__What you need to do__
List the raw materials that the market report below names as having hit record prices.

__Page text__
HONG KONG - Asian tech stocks tumbled on Tuesday and a regional equity gauge suffered its biggest slide in nearly two months after a selloff on Wall Street, as traders braced for U.S. inflation data amid worries growing price pressures might bring forward rate rises.

MSCI’s broadest index of Asia-Pacific shares outside Japan fell 1.7% by mid-session, its largest drop since late March, and Japan’s Nikkei fell 2.8%.

Selling was heaviest in Hong Kong, where the Hang Seng tech index fell 4% and dragged the broader market down 2%. That followed a 2.55% fall on the Nasdaq overnight, and Nasdaq 100 futures lost a further 1% in Asia trade.

“Markets reversed course overnight as inflation fears drove investors away from growth stocks, notably the tech stocks, to pick cyclicals amid the momentum of the economic recovery,” said Hong Hao, head of research at BoCom International.

Soaring commodity prices that have sent the cost of raw materials from copper to iron ore and lumber to record heights are the latest indicator that inflation may not be as transitory as some policymakers seem convinced. U.S. breakeven rates scaled multi-year peaks, even as profit taking dampened commodities.

A host of Federal Reserve speakers this week will be closely watched by markets to assess how authorities are likely to respond to receding risks posed by the coronavirus in some major economies.

A test case on U.S. inflation will come this week when the Labor Department releases its latest consumer price index report on Wednesday.

“Inflation’s shadow looms large and we do think that there is a limit to the Fed’s tolerance of inflation,” DBS Bank strategists said in a note on Tuesday.

“While the Fed has tolerated the rise in 10-year breakevens to 2.50%, we think that there could be a line in the sand if 5-year/5-year inflation swaps head towards 3.0%.”

Five-year TIPS breakevens hit 2.717% overnight. Benchmark 10-year Treasury yields eased slightly to 1.5914% in Asia trade.

Elsewhere in Asia, profit taking tipped Australia’s miner-heavy benchmark from Monday’s one-year high. China’s blue-chip CSI300 index fell 0.5% in morning trade. Tech conglomerates Tencent and Alibaba dropped by more than 3% in Hong Kong. Food delivery major Meituan fell 8.5% and has lost more than $30 billion in market value this week. Tech-exposed indexes in Seoul and Taipei fell 1.4% and 2.4% respectively.

Jim McCafferty, head of equity research in Asia at Nomura, said pressure on the tech sector as governments look to curtail big tech’s influence and find cash to foot the bill for stimulus spending was another factor weighing on the market.

“Paying the price of the pandemic will come down to those who are best positioned to afford to pay the price, and big tech are the wealthy corporate citizens of the world - that’s where I think governments will try and levy the cost of this pandemic.”

__Information shown__

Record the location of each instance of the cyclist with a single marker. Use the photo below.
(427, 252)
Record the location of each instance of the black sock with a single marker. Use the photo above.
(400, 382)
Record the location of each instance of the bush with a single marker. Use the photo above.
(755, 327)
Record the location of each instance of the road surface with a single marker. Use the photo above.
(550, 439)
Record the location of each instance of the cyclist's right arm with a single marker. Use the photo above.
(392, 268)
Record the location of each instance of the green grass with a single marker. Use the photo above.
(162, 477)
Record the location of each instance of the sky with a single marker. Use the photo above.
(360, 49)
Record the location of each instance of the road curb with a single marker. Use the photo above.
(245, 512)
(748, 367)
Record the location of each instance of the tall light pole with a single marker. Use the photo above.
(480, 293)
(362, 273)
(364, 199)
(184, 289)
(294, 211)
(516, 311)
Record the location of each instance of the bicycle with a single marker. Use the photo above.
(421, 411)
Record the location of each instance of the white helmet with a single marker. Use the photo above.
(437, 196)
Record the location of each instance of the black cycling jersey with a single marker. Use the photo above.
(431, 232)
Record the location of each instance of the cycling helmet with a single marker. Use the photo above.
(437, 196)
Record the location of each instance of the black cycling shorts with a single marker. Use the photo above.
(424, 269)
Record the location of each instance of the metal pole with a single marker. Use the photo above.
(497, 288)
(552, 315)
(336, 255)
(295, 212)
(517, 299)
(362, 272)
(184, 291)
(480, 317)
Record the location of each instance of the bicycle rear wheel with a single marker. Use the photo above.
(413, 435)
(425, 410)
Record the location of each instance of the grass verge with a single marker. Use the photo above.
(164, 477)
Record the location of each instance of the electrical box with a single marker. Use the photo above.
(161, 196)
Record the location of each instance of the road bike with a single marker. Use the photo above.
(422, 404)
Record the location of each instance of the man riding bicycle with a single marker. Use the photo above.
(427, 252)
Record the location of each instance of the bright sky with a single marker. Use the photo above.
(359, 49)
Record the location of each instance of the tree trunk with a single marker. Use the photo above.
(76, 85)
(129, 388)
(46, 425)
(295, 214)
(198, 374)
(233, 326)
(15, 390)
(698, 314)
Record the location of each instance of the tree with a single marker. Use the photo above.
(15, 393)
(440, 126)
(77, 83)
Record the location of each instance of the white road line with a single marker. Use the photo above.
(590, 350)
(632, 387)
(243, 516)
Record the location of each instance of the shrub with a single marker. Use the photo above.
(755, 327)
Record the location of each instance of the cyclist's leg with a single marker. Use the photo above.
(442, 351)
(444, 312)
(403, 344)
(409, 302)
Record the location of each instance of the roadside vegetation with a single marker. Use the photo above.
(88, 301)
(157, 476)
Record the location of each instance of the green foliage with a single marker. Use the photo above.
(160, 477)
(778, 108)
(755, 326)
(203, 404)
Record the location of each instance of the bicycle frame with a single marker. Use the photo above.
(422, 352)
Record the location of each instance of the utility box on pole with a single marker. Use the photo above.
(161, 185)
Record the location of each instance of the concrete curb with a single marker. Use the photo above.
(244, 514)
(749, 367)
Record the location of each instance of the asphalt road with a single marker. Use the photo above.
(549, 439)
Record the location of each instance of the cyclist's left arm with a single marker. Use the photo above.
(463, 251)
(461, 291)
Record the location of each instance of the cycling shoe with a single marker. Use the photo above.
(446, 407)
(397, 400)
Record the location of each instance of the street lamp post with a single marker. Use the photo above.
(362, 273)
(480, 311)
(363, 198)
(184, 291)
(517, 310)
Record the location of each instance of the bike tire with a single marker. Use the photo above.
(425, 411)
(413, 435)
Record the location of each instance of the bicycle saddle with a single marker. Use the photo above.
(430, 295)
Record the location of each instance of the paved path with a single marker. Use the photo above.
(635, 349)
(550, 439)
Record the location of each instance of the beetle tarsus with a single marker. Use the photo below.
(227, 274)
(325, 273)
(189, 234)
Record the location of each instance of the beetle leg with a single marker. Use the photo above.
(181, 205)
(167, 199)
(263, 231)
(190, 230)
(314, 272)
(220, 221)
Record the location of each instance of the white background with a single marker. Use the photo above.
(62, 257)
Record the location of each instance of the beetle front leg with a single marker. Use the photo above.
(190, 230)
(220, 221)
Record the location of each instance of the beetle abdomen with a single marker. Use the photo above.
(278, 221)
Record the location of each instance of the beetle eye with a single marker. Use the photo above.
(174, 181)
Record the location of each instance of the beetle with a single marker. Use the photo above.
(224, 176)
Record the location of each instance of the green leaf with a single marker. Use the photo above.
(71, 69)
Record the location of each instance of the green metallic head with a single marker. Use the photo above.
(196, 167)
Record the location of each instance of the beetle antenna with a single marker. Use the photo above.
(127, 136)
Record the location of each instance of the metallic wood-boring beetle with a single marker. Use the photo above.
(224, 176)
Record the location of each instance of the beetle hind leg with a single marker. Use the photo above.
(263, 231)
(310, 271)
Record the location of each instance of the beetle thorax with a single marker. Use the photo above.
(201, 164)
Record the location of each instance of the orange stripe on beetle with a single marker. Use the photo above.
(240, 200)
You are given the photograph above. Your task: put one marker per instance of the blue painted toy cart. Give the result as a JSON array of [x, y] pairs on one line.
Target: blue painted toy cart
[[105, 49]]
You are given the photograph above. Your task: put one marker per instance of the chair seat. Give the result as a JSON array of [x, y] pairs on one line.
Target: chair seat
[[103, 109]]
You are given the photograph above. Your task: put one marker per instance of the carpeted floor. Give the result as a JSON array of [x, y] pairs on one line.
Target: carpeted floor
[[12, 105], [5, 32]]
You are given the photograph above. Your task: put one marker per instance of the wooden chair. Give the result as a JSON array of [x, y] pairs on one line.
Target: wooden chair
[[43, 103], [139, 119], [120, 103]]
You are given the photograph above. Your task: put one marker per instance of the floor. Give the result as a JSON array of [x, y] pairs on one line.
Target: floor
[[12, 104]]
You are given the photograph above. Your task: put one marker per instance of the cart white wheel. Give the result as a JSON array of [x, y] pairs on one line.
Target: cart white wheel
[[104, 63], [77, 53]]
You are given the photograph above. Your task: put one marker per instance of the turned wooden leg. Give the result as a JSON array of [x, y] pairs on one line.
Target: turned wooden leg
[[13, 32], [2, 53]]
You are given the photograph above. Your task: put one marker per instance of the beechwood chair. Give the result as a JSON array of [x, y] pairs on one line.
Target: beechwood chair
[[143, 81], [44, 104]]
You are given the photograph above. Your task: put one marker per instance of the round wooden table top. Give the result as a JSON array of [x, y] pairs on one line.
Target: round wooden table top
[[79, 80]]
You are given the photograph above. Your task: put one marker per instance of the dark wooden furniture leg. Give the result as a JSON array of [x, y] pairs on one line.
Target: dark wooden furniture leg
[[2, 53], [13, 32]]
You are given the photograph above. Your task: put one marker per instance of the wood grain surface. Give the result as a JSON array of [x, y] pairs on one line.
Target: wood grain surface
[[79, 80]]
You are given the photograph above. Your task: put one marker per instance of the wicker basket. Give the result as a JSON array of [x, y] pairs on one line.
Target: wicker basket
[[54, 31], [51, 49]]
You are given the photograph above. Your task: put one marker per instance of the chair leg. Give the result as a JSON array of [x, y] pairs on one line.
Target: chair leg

__Task response__
Copper, iron ore, lumber